** What to do **
Put everything in the material below from the line containing "Could you kindly segment every instance of the sunglasses" down to the line containing "M160 61L163 61L164", both included, into a JSON list of strings, one string per line, with blank lines left out.

====

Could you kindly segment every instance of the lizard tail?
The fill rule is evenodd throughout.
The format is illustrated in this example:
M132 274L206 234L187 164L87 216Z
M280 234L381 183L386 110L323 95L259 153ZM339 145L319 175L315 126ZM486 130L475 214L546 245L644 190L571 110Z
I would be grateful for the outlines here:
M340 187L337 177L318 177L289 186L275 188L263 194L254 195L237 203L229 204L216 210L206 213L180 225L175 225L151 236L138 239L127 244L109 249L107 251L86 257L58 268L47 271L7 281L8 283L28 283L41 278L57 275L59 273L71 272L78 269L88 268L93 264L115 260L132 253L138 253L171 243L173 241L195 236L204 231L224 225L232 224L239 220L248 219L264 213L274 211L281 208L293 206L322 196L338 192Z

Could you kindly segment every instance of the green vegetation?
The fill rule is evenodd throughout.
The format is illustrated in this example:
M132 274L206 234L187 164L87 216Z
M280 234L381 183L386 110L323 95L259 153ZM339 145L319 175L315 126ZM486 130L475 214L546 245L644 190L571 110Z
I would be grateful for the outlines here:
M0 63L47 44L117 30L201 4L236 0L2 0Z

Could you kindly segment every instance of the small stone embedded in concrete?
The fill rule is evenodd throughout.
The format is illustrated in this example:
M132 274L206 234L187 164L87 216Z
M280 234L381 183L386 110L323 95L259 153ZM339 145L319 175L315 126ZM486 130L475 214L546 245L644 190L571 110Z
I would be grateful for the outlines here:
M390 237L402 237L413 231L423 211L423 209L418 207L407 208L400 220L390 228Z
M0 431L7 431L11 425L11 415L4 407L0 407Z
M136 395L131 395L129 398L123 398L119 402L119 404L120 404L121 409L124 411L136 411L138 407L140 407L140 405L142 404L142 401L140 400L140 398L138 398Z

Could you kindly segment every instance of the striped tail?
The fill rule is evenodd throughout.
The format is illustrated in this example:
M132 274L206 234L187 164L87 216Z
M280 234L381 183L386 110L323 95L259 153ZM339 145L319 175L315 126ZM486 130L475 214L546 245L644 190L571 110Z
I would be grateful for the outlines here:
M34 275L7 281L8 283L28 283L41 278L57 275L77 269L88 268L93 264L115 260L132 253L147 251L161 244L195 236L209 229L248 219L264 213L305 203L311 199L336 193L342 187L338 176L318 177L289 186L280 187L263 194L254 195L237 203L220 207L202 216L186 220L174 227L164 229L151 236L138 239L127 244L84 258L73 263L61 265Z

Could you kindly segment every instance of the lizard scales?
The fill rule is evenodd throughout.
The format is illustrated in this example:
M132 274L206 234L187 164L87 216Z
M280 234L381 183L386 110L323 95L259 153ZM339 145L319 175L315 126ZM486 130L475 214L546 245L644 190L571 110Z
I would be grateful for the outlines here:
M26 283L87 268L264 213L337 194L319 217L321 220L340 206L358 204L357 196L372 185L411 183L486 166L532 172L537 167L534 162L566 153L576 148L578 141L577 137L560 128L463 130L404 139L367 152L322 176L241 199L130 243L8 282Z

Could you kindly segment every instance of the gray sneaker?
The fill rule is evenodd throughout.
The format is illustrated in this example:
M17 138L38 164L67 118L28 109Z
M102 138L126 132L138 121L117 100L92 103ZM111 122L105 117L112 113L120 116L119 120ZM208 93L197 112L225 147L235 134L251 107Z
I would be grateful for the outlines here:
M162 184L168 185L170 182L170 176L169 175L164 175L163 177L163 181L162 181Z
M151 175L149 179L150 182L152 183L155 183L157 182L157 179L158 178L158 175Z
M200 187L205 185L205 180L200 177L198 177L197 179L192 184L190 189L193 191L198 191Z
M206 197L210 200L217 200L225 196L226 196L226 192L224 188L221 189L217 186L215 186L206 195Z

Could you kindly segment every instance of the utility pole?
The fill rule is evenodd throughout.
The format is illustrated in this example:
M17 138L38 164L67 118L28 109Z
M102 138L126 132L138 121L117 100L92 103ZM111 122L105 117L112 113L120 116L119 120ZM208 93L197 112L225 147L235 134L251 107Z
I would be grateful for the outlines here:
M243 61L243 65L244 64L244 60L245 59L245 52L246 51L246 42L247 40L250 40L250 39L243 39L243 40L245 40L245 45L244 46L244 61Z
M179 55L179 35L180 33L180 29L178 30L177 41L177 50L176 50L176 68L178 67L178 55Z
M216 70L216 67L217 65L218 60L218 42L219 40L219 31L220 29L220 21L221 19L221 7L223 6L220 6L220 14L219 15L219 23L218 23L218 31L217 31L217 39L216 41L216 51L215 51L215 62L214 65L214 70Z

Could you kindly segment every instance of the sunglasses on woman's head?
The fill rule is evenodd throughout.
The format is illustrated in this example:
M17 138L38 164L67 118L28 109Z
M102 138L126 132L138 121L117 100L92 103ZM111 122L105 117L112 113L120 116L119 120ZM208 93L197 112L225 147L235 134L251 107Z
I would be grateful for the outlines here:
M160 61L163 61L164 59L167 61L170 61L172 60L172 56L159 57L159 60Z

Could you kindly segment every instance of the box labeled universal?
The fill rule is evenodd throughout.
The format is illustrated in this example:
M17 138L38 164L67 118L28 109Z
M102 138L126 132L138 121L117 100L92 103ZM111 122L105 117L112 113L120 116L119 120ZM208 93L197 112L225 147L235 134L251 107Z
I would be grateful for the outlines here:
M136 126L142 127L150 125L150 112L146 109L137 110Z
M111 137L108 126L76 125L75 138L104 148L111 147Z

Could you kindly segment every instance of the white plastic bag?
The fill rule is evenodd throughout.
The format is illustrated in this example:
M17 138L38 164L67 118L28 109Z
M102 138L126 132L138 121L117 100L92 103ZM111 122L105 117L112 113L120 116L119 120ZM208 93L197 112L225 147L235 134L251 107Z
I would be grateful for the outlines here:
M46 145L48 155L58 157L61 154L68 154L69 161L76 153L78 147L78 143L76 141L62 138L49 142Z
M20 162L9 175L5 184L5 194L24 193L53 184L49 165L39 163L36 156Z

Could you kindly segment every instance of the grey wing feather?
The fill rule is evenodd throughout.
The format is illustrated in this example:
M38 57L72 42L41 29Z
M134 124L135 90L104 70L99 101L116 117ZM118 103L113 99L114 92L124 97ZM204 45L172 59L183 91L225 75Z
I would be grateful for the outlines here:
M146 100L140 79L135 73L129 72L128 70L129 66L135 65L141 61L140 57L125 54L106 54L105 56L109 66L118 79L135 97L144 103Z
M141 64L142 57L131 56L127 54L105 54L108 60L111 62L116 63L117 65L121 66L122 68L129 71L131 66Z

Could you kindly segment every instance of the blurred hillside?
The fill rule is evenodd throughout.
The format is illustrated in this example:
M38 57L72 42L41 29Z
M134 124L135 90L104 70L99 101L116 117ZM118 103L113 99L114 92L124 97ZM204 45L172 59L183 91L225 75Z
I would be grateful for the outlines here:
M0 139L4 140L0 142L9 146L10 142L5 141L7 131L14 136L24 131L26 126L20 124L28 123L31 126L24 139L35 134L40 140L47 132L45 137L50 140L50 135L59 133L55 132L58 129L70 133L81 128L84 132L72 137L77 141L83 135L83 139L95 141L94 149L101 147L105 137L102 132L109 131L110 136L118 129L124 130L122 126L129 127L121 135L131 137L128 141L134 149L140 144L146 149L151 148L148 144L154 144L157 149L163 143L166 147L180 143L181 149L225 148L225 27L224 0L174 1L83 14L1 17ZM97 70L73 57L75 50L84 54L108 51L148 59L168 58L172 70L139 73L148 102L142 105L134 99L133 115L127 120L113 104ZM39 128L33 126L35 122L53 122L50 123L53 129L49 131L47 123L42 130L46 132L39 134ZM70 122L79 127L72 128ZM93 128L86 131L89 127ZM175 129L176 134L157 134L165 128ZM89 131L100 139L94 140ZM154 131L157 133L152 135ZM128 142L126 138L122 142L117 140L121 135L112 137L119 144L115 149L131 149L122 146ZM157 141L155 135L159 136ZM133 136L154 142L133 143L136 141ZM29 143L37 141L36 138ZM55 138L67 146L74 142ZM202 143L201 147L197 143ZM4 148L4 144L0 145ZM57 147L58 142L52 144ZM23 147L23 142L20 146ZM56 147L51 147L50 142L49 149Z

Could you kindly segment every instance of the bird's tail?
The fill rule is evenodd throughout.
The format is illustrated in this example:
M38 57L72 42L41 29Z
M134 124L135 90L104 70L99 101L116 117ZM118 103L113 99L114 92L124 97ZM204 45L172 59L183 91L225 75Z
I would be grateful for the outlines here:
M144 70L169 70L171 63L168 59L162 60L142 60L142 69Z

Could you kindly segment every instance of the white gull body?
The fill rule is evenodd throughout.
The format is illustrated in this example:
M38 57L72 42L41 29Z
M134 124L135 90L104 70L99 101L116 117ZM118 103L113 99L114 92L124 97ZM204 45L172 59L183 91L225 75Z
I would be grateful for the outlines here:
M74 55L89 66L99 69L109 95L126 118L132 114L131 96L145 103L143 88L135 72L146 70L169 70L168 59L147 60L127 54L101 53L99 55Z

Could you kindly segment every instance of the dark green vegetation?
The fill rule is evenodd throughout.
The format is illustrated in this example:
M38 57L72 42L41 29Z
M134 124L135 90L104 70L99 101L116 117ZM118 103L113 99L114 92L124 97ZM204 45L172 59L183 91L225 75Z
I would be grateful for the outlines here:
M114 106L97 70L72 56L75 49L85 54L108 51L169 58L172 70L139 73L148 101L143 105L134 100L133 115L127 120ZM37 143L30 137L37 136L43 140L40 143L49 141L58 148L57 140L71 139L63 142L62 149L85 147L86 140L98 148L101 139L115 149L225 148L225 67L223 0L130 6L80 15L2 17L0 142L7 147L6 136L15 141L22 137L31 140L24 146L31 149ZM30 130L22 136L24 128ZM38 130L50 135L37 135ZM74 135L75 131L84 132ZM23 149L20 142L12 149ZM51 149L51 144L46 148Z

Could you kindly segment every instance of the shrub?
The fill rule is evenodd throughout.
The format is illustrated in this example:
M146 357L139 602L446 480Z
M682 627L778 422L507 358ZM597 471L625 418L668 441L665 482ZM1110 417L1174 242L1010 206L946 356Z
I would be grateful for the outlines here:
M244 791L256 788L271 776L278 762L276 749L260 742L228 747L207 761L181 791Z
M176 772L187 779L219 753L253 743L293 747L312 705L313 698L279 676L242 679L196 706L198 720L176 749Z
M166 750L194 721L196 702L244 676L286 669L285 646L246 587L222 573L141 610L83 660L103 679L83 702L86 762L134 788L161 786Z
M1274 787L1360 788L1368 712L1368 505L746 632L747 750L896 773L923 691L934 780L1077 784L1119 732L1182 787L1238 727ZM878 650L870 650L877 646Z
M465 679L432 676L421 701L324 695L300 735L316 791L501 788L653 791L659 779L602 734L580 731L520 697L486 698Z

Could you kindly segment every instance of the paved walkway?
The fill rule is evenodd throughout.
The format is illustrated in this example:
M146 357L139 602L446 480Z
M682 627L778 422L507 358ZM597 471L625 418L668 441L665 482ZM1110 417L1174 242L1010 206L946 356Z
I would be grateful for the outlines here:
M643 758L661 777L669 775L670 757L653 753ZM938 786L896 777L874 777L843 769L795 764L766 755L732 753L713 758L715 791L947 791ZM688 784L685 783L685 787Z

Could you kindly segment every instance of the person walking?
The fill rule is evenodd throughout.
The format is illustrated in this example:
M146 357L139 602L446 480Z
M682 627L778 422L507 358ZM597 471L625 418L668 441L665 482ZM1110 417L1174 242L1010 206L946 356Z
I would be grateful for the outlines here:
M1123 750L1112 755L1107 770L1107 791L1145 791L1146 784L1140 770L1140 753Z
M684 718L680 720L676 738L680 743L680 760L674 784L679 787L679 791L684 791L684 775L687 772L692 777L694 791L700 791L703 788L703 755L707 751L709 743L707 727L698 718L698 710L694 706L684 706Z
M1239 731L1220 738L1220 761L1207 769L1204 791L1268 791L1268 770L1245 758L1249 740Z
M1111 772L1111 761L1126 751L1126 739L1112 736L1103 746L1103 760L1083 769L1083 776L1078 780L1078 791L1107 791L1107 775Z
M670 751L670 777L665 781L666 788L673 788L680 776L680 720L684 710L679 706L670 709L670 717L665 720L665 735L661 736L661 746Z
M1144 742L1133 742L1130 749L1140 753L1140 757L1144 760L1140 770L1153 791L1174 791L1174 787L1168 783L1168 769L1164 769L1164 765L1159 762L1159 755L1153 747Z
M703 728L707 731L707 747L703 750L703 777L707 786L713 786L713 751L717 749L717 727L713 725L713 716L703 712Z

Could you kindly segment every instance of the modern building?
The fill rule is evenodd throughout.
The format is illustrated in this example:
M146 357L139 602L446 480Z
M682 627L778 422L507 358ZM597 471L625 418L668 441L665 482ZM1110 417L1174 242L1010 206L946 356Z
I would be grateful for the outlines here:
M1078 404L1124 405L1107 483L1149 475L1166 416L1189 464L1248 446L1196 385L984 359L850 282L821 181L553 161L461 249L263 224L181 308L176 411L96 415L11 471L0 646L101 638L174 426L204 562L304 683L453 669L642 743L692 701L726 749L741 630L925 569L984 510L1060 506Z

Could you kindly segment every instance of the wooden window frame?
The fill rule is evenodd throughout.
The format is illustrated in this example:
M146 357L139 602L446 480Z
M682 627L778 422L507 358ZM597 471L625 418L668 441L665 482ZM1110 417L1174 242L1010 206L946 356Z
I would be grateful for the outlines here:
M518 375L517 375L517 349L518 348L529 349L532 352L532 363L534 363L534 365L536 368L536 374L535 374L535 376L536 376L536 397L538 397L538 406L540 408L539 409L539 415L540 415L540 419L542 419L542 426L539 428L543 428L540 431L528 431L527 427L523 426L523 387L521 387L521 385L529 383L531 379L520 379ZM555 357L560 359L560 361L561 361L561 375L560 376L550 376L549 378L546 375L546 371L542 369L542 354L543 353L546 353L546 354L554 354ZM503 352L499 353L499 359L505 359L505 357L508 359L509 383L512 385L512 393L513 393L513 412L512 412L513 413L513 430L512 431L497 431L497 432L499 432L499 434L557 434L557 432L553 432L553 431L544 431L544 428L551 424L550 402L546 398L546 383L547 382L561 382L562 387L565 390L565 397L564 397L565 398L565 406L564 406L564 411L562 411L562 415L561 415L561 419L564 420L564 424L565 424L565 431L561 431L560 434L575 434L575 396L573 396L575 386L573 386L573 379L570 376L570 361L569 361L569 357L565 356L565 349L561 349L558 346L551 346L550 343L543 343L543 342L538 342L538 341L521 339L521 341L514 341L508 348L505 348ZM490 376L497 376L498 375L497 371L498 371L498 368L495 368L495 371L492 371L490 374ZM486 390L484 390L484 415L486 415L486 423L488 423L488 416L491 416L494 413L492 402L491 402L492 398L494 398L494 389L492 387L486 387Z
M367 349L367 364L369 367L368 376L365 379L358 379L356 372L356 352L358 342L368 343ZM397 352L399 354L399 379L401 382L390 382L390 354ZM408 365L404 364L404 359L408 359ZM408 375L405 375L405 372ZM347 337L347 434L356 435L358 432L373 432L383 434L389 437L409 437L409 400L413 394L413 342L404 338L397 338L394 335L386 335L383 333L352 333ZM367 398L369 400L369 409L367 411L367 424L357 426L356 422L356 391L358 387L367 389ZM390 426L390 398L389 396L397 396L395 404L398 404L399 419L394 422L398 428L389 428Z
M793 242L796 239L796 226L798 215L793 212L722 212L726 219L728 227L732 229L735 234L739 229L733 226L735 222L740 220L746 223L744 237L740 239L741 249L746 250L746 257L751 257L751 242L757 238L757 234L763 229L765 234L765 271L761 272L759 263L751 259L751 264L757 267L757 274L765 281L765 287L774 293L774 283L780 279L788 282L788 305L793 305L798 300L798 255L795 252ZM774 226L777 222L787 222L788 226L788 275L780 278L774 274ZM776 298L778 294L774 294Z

====

** Answer for this exercise **
[
  "Could you kindly segment every instance of the sunglasses on woman's head?",
  "The fill rule is evenodd throughout.",
  "The format is illustrated in this example:",
  "M17 138L38 164L67 118L28 109Z",
  "M102 138L126 132L138 121L117 100L92 103ZM111 122L105 117L112 113L120 116L119 120ZM208 93L197 112L225 147L235 134L251 107Z",
  "I would be grateful for the outlines here:",
  "M160 61L163 61L164 59L167 61L170 61L172 60L172 56L159 57L159 60Z"
]